▸ **Exercise 1**
Summarize the blog post about meeting Chris Ann Nelson in two sentences.
▸ **Exercise 2**
In the blog post about meeting Chris Ann Nelson, what was the writer looking for upon walking into Sutler's Store?
▸ **Exercise 3**
Extend the blog post about meeting Chris Ann Nelson, beginning after its final paragraph.

▸ **Source extract**
--
I met Chris Ann Nelson the first summer we owned our condo on Mackinac – before I knew a soul there and before Bree’s Blog (which I started the next summer) was even a thought in my mind. I walked into Sutler’s Store at Fort Mackinac looking for bed linens for our master bedroom. I didn’t have a clue where to go back then to find things like that off the Island, and I’d heard the fort store had a pretty good variety of spreads and quilts. I found the perfect queen-size coverlet and pillow shams, but needed another coverlet in a twin to bring home with me to Georgia to have a window treatment made that would match. When I approached the lady behind the check-out computer, she looked up with a dazzling smile and said, “Hello! How may I help you today?” I’m smiling as I write that because I really don’t remember what her words were. But I sure remember the smile.
I told her my dilemma, and she spent a few minutes phoning the store at Fort Michilimackinac in Mackinaw City. They were busy and would have to call back. I gave this kind lady my cellphone number, and she promised to call as soon as she knew something – which she did that afternoon. I saw her often that summer because I was in and out of Sutler’s on several occasions, and we always chatted like old friends. Me – being me – told her my whole life’s story, and she shared with me about her wonderful, huge family and her love of Mackinac Island.
Fast forward to the next spring – May, 2009 – I began Bree’s Blog. On May 11 (two or three days after the first post) I received a comment from a Chris Ann Nelson saying that she would be following our journey back north, and I replied my “thanks” to her. Then she commented, “I am anxious to follow you on your island journey. My husband and I have traveled to the straits for over 50 years, and in 1970, when we married, we chose Mackinac as our ‘short’ honeymoon. We found our home in Mackinaw City in 2004, while making our annual anniversary trip to the Island. We live in Pine Island Florida part of the year, but Mackinaw is our HOME. We always thought that we would retire to Mackinac Island, but when this place became available we jumped on it. We went to the island yesterday for Mothers Day, and I often work at the fort there for the park service. More later – we are shopping in Petoskey right now.”
--
▸ **Data to examine**

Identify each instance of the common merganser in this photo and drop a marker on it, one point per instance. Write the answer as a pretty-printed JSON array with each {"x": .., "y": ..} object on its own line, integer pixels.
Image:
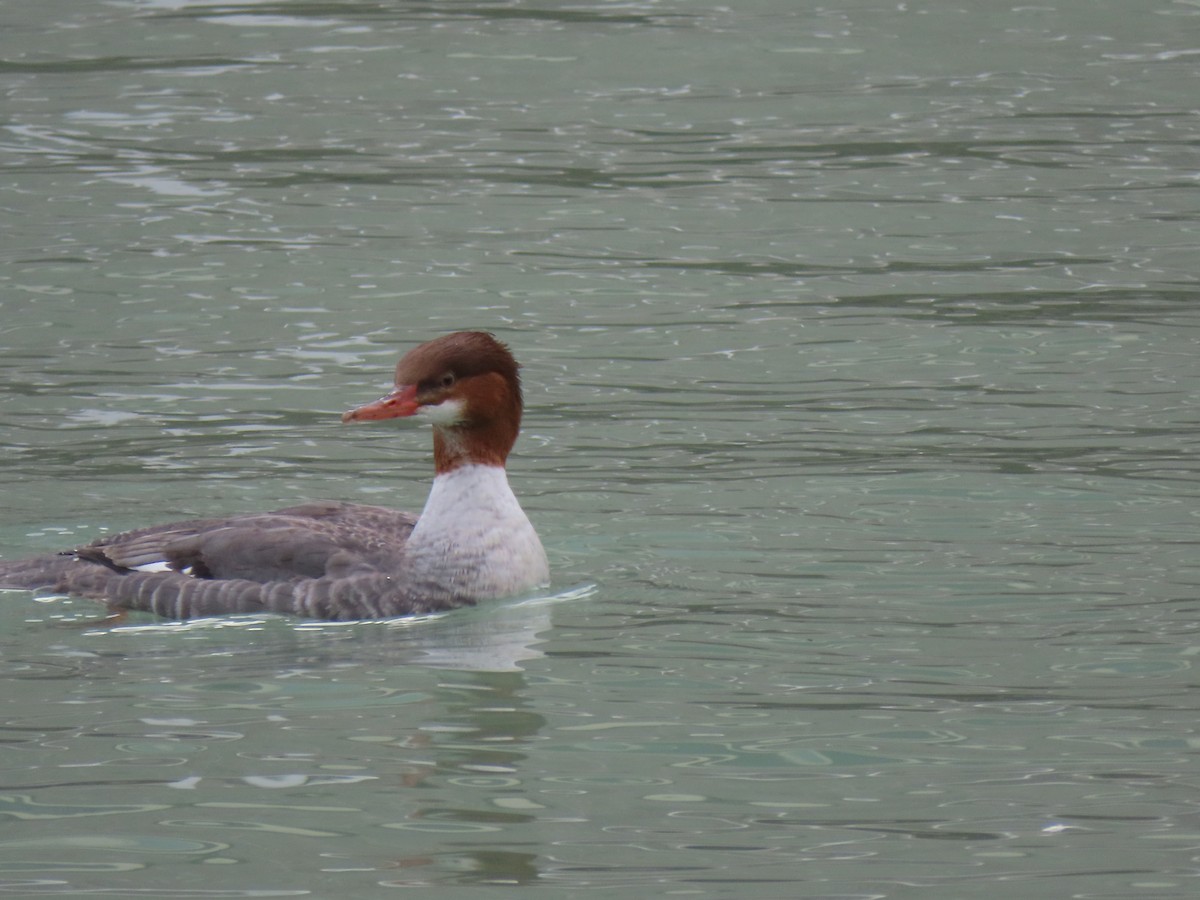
[{"x": 343, "y": 561}]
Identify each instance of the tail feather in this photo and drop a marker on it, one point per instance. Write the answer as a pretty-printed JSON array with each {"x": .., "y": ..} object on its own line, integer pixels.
[{"x": 175, "y": 595}]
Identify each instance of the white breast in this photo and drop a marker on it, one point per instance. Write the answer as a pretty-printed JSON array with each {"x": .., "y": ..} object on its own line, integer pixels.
[{"x": 474, "y": 538}]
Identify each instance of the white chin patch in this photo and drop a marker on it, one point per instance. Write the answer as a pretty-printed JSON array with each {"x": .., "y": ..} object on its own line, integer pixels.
[{"x": 447, "y": 413}]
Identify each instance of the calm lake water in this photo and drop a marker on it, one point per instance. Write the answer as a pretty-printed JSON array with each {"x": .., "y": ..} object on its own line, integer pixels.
[{"x": 861, "y": 343}]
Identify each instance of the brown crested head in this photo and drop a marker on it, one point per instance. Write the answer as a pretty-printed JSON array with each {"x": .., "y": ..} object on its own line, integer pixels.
[{"x": 465, "y": 383}]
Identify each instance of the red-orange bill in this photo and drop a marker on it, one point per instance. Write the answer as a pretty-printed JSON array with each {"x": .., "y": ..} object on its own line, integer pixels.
[{"x": 399, "y": 403}]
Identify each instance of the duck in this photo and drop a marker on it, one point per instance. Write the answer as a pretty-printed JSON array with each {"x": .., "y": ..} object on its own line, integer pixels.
[{"x": 339, "y": 561}]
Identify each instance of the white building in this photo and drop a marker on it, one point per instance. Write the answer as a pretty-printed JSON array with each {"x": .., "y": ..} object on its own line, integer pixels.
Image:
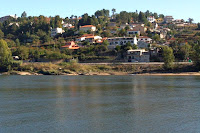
[
  {"x": 151, "y": 19},
  {"x": 90, "y": 38},
  {"x": 145, "y": 39},
  {"x": 138, "y": 55},
  {"x": 121, "y": 41},
  {"x": 56, "y": 31},
  {"x": 86, "y": 28},
  {"x": 133, "y": 32},
  {"x": 168, "y": 19}
]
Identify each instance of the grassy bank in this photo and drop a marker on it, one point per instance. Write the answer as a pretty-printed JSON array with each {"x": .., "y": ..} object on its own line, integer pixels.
[{"x": 73, "y": 68}]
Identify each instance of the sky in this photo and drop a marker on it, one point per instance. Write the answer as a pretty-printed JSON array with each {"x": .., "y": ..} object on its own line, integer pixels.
[{"x": 179, "y": 9}]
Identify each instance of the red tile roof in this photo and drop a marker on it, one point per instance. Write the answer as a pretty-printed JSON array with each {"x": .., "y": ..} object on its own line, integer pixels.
[{"x": 87, "y": 26}]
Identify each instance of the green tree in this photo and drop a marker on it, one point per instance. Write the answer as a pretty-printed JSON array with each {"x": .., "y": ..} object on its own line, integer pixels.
[
  {"x": 198, "y": 26},
  {"x": 23, "y": 52},
  {"x": 24, "y": 15},
  {"x": 5, "y": 56},
  {"x": 168, "y": 57},
  {"x": 17, "y": 42},
  {"x": 113, "y": 11},
  {"x": 1, "y": 34},
  {"x": 190, "y": 20},
  {"x": 196, "y": 57}
]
--
▸ **Response 1**
The writer first met Chris Ann Nelson at Sutler's Store at Fort Mackinac during the first summer of owning a condo on Mackinac, when she phoned the Fort Michilimackinac store about a matching twin coverlet, and the two chatted like old friends on later visits. In May 2009, a few days after Bree's Blog began, she commented that she would follow the journey north and explained that she and her husband had honeymooned on Mackinac in 1970 and had made Mackinaw City their home in 2004.

▸ **Response 2**
Bed linens for the master bedroom.

▸ **Response 3**
Well, THAT story certainly sounded familiar! I quickly wrote back, “Are you the Chris Ann who works at Sutler’s and helped this Georgia girl out last summer?” And she was – one and the same.
Our friendship grew from that moment. We saw each other sporadically over the next four summers, and she was always the same – a joyful blend of smiles, kind words, bright laughter, and the peace that shows through in people of great faith. When the state park decided they needed Chris Ann more at Fort Michilimackinac than Fort Mackinac, we didn’t get to see each other as often, but we still found ways to keep in touch. We met for lunch on the Island a few times, she and Burton would come to Shepler’s to welcome us back when we’d arrive at the dock in Mackinac City, we’d see them on the Island when they’d come over to watch their children or grandchildren run races, and last year they spent the night with us at the lake on their way back to Michigan from Florida (they always arrive up north earlier than we do).
Those of us who know Chris Ann – and there are many around the world – knew little of what was happening with her over this past summer – except for an occasional word that she didn’t feel well and was in some pain. But now we know Chris Ann knew something was very wrong, and she was almost positive what it was. She had fought cancer before, and she had won. She found out this week, with a diagnosis of pancreatic cancer that has spread to her major organs, that this time she will win again – but in an entirely different way.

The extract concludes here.